Source extract:
• • • •

This article originally appeared in the Back
Bay Courant, October 6, 1998.
About 85,000 undergraduates flood the city each September, looking for a place to live. Around 18,000 of them can be accommodated by local schools' dormitories. The remaining 79 percent have to find a place to live. Most of them, as it turns out, live in three neighborhoods — Back Bay, Fenway and Allston/Brighton.
This is, to put it mildly, a problem.
I used to live at 80 Commonwealth Avenue. A half-dozen times a year we would find ourselves wakened at 3:00 AM by an incessantly buzzing doorbell and screaming from the street, "Where's the party!?"
It turns out that 80 Commonwealth Avenue in Newton is right by Boston College. We were the victims of inebriated students who had ended up in the wrong town.
Our difficulties were nothing compared to the 300-plus residents who jammed a City Council hearing last week in Brighton to complain about student problems. And they're nothing compared to the daily insults endured by residents of the Symphony and Allston communities or of half a dozen other small neighborhoods.
The real problem with students is not noise and loud parties and trash. Those are all issues that can — with enough vigorous enforcement — be managed. The real problem is that too many students can undermine neighborhoods themselves.

• • • •

Work to be completed:
From the article on student housing, copy out everything from "The real problem with" down to "undermine neighborhoods themselves.", word for word.

• • • •

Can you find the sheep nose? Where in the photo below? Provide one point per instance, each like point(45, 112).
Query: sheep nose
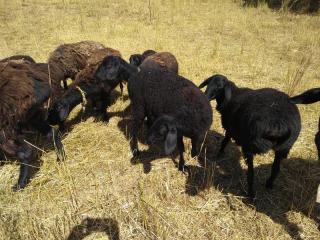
point(150, 141)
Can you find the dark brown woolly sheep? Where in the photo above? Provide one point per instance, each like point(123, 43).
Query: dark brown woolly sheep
point(19, 59)
point(87, 83)
point(23, 90)
point(151, 58)
point(162, 95)
point(68, 59)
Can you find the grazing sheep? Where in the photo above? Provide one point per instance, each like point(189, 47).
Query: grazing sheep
point(176, 102)
point(68, 59)
point(149, 58)
point(88, 84)
point(19, 59)
point(308, 97)
point(258, 120)
point(23, 90)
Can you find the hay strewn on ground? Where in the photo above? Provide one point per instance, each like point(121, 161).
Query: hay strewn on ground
point(98, 191)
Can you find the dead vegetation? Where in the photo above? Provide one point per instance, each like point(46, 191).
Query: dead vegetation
point(99, 192)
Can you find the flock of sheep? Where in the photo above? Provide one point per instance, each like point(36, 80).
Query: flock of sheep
point(174, 107)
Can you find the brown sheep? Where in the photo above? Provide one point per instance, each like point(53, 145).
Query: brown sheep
point(19, 59)
point(150, 57)
point(24, 88)
point(88, 84)
point(67, 60)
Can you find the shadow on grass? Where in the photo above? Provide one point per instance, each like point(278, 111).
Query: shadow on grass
point(296, 6)
point(295, 188)
point(88, 226)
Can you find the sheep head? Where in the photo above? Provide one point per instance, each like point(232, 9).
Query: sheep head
point(218, 87)
point(164, 129)
point(58, 112)
point(136, 59)
point(114, 68)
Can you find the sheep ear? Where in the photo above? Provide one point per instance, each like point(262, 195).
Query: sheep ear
point(171, 141)
point(227, 92)
point(205, 83)
point(109, 69)
point(63, 113)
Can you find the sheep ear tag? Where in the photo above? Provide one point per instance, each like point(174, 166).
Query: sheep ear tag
point(63, 113)
point(227, 92)
point(171, 141)
point(318, 195)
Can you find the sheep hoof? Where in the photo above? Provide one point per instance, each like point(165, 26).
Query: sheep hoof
point(17, 187)
point(183, 168)
point(135, 153)
point(252, 195)
point(269, 184)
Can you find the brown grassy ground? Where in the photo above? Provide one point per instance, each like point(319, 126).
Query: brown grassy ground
point(98, 189)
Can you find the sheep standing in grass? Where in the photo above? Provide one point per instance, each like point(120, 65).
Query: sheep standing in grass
point(87, 86)
point(308, 97)
point(172, 102)
point(258, 120)
point(67, 60)
point(24, 88)
point(19, 59)
point(151, 58)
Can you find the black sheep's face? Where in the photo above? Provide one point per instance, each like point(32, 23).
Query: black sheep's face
point(215, 86)
point(136, 59)
point(165, 131)
point(58, 113)
point(109, 69)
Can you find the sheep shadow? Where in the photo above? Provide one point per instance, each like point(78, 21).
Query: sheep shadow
point(293, 6)
point(295, 188)
point(39, 144)
point(90, 225)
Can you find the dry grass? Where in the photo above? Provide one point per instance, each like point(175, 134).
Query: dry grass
point(98, 191)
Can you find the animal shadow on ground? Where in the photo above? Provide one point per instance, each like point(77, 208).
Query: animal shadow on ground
point(91, 225)
point(293, 5)
point(39, 144)
point(295, 188)
point(154, 152)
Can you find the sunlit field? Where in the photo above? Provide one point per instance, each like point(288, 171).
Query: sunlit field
point(99, 192)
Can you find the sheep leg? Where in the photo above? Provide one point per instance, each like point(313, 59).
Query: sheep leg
point(317, 141)
point(250, 174)
point(65, 84)
point(50, 132)
point(195, 150)
point(180, 144)
point(137, 123)
point(24, 154)
point(279, 155)
point(224, 143)
point(105, 102)
point(121, 88)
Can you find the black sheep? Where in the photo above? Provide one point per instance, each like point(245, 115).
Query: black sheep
point(19, 59)
point(24, 88)
point(308, 97)
point(161, 95)
point(149, 58)
point(86, 86)
point(258, 120)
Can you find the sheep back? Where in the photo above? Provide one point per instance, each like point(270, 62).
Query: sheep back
point(160, 92)
point(262, 119)
point(93, 62)
point(163, 59)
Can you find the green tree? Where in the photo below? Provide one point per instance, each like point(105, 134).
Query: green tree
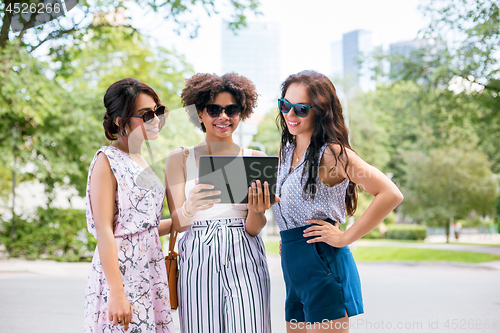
point(448, 184)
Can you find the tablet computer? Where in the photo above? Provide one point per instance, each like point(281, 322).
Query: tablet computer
point(232, 175)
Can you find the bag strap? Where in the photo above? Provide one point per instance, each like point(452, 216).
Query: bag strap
point(173, 232)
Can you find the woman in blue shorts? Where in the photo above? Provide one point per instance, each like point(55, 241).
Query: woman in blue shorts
point(317, 180)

• • • •

Output below:
The real problem with students is not noise and loud parties and trash. Those are all issues that can — with enough vigorous enforcement — be managed. The real problem is that too many students can undermine neighborhoods themselves.